* BEGIN *

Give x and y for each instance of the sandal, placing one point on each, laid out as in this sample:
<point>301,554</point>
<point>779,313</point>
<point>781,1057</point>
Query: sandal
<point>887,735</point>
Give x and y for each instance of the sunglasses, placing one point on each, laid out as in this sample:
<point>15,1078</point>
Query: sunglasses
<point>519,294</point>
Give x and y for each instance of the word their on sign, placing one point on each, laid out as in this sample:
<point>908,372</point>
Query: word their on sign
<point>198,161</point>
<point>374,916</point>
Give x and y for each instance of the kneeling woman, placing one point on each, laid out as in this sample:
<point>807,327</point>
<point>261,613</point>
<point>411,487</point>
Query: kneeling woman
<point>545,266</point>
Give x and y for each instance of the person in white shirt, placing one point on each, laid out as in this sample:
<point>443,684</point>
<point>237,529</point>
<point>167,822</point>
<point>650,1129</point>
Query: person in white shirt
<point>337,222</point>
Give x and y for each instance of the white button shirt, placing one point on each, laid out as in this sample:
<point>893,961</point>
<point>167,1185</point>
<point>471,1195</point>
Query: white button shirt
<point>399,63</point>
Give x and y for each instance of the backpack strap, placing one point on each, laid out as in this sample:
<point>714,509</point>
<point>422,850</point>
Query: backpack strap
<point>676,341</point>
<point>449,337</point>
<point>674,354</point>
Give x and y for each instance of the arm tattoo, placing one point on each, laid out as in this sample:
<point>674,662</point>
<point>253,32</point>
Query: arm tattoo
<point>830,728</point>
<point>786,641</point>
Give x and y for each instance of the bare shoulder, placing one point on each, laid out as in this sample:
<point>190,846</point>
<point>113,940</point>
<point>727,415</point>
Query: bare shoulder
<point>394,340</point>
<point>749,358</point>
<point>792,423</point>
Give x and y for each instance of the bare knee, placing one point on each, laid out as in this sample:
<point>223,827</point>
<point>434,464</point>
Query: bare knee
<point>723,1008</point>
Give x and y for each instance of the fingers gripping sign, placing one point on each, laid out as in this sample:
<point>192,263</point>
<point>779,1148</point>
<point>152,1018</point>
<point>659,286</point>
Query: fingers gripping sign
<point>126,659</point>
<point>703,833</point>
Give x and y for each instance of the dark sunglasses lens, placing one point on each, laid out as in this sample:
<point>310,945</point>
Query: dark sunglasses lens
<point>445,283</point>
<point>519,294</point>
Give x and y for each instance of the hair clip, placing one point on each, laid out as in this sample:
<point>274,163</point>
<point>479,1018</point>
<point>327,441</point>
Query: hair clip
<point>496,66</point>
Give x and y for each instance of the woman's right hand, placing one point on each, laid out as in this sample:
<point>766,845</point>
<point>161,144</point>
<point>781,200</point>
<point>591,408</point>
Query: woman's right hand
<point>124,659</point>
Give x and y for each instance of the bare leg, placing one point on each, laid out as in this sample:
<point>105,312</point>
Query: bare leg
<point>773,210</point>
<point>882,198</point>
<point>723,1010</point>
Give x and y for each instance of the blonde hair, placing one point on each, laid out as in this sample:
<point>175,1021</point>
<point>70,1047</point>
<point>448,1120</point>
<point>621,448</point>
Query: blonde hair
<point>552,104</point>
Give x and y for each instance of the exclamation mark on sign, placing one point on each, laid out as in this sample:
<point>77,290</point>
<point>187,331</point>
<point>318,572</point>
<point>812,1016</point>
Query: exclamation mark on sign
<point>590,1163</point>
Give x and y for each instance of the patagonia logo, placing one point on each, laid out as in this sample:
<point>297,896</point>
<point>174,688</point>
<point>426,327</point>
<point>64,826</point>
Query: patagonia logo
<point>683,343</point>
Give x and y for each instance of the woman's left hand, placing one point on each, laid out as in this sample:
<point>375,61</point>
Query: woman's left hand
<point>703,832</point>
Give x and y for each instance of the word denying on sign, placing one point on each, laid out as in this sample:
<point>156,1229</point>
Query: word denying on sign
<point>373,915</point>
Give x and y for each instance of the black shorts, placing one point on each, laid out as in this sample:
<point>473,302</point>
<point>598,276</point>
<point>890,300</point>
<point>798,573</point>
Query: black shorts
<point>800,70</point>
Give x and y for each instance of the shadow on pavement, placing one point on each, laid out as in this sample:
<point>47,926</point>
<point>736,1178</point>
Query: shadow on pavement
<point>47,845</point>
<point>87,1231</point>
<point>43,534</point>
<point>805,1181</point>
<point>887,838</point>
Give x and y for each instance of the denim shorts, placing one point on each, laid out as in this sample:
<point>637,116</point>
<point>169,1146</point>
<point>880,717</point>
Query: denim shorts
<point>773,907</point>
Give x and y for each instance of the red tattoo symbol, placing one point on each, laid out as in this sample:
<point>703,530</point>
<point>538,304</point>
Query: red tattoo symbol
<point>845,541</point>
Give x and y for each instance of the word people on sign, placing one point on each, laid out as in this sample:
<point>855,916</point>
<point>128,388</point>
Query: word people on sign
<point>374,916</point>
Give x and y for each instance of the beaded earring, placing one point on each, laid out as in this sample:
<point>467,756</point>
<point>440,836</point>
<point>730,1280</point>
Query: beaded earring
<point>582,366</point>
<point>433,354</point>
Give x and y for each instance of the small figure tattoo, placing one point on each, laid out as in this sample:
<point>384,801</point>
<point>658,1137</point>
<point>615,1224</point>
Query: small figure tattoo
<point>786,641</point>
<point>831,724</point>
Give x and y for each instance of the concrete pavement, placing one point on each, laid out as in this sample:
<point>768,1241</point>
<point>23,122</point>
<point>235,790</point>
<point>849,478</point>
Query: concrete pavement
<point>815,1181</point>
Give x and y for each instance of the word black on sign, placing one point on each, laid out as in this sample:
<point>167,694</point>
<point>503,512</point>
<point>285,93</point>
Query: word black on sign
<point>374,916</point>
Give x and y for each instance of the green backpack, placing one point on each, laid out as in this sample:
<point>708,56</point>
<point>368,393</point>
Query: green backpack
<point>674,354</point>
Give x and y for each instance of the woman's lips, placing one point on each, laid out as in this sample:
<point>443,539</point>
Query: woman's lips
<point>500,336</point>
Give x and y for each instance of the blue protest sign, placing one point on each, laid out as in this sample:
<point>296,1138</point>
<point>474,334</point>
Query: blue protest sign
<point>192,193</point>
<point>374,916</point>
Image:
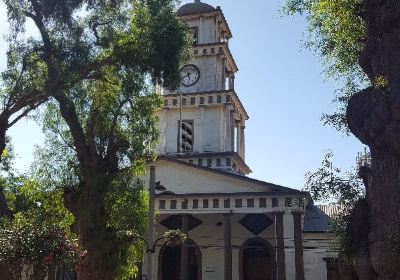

* END *

=== WHAT TO PRODUCE ===
Show every line of the entries above that contains the word "pavement".

=== THE RESULT ===
Give x and y for each instance of the shadow on pavement, placing one point on each, laid out as in this sample:
Query: shadow on pavement
Give x and y for each instance of the concrete pavement, placing one point on each, laid out as in this sample:
Query: concrete pavement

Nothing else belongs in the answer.